Look for "Where can the tent" in the listing below, then copy exactly the line it appears in and all lines after it to the end, and nothing more.

--- begin ---

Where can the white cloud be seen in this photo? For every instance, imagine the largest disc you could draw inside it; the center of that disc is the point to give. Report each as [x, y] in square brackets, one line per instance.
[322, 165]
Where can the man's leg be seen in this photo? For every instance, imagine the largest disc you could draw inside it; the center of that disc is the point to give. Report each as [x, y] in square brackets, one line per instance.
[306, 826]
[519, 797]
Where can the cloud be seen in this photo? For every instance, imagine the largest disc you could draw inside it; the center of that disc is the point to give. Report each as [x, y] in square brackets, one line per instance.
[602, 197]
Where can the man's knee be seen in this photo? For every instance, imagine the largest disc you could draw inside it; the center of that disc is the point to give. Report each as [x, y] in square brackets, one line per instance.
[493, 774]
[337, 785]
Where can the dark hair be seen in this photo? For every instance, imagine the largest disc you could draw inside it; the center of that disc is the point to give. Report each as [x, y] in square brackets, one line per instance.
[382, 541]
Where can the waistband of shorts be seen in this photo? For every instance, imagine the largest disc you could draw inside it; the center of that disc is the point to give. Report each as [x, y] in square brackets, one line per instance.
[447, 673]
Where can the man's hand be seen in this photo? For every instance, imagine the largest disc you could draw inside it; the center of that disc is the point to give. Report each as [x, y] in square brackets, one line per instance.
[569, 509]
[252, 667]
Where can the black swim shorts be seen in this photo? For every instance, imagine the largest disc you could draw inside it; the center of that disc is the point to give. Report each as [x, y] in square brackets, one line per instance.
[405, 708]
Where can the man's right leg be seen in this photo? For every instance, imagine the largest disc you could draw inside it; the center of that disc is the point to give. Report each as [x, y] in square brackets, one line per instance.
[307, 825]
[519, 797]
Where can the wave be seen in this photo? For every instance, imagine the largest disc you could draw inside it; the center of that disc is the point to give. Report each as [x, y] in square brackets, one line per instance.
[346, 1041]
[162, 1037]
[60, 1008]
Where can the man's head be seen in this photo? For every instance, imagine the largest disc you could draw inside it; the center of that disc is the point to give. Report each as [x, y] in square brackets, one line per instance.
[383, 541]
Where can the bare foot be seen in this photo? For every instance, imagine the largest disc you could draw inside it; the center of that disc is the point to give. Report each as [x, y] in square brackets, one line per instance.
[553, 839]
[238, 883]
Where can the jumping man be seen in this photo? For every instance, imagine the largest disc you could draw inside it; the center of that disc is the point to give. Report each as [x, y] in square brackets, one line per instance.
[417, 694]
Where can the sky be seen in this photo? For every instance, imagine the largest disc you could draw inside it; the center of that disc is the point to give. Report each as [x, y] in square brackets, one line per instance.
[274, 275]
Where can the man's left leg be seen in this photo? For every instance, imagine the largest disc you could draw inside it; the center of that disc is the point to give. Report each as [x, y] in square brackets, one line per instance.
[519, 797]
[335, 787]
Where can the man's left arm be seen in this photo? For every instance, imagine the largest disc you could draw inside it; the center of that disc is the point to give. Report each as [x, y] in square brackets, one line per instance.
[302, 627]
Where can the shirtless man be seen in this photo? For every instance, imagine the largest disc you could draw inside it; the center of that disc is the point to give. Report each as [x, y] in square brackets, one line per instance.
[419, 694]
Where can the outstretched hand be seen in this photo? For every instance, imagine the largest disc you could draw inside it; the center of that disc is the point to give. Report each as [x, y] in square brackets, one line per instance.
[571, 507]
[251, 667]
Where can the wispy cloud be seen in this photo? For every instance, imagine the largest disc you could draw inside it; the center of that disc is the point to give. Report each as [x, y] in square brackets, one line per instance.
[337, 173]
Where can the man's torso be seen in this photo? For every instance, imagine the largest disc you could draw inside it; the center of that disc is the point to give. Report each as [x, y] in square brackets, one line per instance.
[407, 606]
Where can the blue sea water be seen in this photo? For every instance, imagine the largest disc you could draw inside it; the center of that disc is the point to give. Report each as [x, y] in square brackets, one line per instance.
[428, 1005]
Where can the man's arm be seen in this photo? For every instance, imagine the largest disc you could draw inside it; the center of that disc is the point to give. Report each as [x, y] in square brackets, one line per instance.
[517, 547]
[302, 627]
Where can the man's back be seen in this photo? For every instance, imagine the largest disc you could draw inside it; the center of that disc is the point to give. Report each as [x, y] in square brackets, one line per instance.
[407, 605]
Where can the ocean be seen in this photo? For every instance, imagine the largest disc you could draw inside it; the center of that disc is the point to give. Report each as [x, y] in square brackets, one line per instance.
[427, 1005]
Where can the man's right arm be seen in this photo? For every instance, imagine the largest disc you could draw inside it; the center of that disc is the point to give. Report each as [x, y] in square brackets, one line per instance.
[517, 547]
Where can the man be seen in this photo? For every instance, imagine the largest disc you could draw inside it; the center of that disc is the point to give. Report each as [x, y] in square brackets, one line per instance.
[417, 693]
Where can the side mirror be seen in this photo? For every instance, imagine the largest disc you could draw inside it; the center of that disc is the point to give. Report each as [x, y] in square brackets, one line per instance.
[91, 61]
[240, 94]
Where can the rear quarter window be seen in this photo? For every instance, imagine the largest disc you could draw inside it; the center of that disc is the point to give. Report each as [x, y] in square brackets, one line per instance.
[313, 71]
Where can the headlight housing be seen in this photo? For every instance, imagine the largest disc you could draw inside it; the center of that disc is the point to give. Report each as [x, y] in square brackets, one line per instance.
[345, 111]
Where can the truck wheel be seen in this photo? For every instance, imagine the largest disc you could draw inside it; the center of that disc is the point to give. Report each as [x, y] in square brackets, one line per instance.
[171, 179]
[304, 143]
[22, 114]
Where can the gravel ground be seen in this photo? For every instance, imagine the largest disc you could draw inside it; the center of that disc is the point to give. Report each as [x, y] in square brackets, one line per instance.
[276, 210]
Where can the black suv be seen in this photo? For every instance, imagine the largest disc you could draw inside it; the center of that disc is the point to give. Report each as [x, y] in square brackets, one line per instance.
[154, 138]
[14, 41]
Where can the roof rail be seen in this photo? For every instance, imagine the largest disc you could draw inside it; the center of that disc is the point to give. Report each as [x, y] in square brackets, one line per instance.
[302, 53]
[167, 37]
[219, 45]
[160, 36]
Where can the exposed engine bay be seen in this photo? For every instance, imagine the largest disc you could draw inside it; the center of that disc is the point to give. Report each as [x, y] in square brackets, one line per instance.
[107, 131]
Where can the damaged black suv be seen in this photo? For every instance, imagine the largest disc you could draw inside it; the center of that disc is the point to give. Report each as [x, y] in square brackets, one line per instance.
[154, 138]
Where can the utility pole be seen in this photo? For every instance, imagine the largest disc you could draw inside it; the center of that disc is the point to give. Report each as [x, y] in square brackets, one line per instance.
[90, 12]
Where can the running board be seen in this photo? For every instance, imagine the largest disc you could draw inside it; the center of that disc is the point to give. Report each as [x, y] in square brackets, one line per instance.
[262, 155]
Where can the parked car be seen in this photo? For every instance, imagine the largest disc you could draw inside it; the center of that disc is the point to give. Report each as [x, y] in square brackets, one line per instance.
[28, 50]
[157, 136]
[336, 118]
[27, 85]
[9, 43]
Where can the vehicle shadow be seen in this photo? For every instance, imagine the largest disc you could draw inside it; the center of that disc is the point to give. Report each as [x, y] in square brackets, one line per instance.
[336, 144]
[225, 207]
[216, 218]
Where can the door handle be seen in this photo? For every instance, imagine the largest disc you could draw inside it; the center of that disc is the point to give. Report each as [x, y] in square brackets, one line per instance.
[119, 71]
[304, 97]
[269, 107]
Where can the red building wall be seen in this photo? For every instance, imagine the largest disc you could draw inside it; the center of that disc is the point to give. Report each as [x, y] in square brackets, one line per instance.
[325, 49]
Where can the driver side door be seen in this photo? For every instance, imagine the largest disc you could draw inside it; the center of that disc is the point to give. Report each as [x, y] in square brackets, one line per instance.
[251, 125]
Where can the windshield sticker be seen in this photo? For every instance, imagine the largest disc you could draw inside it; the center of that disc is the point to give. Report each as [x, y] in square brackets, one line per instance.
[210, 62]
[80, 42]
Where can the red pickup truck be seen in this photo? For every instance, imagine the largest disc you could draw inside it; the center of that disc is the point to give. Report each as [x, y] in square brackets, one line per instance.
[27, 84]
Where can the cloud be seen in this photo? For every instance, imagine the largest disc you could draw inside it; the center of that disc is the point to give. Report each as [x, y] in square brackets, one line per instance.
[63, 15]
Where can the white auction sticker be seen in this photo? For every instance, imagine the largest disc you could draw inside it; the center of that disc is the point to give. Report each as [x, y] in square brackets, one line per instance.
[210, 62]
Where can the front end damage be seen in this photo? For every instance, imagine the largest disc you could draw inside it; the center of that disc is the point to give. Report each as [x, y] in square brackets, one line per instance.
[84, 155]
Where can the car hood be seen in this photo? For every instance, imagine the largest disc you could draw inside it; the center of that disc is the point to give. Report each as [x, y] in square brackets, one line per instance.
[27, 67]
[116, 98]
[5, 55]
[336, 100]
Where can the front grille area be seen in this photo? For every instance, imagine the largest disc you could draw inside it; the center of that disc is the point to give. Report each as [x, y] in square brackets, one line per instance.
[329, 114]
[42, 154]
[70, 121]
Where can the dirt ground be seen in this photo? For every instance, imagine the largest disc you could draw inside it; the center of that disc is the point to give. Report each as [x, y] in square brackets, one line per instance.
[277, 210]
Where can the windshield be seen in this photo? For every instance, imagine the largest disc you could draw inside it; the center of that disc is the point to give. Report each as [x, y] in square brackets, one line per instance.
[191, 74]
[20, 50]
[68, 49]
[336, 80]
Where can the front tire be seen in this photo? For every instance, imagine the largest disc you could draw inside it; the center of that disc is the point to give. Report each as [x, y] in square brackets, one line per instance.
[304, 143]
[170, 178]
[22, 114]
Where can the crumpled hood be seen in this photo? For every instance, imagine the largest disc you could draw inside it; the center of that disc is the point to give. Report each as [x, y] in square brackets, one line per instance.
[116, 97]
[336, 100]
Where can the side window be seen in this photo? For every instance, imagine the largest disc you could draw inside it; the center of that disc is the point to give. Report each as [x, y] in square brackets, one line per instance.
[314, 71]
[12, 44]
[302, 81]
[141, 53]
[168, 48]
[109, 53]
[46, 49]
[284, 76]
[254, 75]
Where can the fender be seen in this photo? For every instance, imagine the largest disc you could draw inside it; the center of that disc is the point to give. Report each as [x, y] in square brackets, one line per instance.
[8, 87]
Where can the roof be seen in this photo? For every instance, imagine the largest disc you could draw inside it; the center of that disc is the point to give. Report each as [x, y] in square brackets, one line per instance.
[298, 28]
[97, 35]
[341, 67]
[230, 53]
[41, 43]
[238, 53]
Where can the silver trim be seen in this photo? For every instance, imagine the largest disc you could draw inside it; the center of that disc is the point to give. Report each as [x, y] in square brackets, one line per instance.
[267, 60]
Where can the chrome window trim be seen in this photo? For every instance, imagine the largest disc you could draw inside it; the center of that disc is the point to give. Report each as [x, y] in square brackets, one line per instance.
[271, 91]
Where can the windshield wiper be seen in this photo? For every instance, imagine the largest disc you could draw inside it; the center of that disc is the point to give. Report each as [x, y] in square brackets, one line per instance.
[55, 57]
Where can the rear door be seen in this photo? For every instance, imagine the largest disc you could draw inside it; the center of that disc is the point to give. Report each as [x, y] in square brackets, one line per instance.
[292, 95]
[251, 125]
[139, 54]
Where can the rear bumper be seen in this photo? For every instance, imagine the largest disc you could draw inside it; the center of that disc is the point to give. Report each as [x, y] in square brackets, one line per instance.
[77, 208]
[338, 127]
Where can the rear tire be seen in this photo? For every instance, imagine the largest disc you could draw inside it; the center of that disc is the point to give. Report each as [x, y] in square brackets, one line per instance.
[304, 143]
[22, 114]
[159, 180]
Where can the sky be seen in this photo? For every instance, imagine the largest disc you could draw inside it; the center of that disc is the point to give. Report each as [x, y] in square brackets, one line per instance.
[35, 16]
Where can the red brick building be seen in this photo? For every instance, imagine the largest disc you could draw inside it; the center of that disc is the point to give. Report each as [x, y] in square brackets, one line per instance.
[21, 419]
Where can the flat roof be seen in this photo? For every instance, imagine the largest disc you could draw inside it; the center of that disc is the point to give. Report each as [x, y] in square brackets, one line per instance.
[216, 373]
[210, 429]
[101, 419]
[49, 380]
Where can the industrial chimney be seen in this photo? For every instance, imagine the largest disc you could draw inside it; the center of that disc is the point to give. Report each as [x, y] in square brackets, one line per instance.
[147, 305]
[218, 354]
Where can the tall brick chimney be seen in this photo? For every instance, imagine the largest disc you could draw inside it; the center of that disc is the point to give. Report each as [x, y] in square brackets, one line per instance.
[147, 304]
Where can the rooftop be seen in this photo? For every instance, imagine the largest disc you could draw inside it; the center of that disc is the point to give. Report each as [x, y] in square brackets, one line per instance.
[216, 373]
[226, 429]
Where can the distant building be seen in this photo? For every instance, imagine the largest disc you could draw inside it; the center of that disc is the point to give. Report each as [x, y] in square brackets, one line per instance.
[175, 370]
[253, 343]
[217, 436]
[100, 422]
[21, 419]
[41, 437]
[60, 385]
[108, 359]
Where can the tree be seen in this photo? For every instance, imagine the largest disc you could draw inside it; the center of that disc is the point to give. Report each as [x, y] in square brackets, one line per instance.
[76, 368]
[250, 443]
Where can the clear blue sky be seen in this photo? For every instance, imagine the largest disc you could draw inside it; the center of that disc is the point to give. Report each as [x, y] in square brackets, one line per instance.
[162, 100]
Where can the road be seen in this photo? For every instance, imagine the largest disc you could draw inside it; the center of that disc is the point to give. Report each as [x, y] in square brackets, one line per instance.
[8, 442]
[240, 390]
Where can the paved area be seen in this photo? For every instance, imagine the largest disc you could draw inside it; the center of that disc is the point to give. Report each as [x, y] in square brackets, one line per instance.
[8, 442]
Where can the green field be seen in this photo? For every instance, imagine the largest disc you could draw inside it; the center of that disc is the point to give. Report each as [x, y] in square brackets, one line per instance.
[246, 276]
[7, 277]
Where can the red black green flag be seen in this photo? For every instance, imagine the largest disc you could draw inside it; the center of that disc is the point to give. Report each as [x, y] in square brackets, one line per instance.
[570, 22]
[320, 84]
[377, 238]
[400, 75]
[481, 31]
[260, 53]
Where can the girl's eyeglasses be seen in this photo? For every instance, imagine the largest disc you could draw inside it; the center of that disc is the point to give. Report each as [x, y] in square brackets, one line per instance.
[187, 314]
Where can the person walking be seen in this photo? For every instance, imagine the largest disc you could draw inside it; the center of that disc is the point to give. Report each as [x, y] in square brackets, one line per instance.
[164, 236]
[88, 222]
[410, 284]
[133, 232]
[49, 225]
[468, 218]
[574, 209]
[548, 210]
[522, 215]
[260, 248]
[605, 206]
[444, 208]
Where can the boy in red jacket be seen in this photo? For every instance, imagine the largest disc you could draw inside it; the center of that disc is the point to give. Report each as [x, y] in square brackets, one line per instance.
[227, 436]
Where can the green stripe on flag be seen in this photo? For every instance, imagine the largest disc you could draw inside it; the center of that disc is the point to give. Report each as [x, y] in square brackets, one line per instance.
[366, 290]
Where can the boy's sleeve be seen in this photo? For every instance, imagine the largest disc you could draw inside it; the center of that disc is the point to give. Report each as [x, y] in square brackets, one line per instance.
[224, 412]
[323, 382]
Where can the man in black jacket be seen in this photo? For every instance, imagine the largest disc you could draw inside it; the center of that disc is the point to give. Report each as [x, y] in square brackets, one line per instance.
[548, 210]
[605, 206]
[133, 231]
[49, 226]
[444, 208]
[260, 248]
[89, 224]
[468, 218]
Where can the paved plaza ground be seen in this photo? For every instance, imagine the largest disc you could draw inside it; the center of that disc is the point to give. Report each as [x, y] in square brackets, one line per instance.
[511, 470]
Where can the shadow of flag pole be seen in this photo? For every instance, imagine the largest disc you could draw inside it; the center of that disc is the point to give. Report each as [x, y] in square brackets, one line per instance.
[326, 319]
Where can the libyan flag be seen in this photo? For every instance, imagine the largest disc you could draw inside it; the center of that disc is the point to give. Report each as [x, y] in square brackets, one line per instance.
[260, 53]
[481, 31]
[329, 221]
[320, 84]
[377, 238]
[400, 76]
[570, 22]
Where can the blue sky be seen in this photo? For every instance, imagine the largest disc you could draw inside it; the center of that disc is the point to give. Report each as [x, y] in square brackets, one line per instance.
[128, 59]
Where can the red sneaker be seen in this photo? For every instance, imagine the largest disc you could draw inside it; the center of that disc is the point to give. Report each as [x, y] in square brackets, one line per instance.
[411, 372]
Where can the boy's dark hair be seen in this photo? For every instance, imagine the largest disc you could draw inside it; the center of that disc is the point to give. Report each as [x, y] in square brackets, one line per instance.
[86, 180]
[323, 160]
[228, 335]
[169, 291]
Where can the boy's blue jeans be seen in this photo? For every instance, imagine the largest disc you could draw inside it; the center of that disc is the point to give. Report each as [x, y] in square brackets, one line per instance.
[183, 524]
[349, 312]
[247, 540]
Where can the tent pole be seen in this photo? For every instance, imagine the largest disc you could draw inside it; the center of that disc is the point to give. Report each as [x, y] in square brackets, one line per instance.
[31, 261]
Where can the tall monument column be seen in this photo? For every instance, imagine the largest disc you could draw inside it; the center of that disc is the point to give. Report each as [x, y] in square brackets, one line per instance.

--- end ---

## Response
Where can the tent pole be seen in this photo? For every instance, imagine the largest disc you could draw inside it; the center of that disc is the point to give. Report each as [x, y] in square brackets, one line per instance.
[31, 261]
Where can the tall monument column be seen in this photo? For every instance, imagine the largest disc you could draw inside it; the center of that disc is the point to give. Report each as [x, y] in square brackets, one line per instance.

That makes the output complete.